[Material supplied]
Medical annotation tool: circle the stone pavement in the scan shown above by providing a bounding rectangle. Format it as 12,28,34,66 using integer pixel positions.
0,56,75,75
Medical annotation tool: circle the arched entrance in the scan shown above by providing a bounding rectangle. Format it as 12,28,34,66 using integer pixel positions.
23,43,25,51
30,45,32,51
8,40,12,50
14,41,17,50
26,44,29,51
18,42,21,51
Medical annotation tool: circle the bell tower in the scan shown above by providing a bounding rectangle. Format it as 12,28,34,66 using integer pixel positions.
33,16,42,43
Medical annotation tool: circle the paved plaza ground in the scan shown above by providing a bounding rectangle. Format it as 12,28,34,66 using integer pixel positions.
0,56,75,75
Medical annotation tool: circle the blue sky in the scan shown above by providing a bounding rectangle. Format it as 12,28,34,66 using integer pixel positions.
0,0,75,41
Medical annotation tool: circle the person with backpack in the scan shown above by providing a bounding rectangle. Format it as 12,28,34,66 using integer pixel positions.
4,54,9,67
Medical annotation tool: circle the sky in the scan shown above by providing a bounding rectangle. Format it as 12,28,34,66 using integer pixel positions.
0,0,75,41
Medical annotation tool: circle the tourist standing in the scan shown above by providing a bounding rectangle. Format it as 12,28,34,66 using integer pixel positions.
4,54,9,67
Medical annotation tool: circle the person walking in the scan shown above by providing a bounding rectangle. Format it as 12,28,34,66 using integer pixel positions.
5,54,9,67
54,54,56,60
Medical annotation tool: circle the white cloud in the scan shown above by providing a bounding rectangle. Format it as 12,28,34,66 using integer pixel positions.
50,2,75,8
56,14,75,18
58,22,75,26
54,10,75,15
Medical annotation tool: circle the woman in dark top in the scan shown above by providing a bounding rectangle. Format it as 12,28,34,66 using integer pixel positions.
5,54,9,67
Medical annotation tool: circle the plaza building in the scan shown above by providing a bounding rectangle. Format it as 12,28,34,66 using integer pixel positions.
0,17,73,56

[Exercise directions] Starting with the line that contains "Medical annotation tool: circle the sky" and continuing through the line that contains "54,54,56,60", rewrite those lines of the material as a numbered list, skipping any blank lines.

[Task result]
1. Medical annotation tool: circle the sky in the scan shown above by providing a bounding rectangle. Format it as 12,28,34,66 using integer pixel positions.
2. 0,0,75,41
3. Medical annotation tool: circle the tourist standing in the scan shown above by providing a bounding rectangle. Format it as 12,28,34,66 using integer pixel positions.
4. 4,54,9,67
5. Medical annotation tool: circle the person walking in the scan shown above by providing a bounding rectangle. Format it as 12,28,34,66 using integer pixel positions.
6. 5,54,9,67
7. 54,54,56,60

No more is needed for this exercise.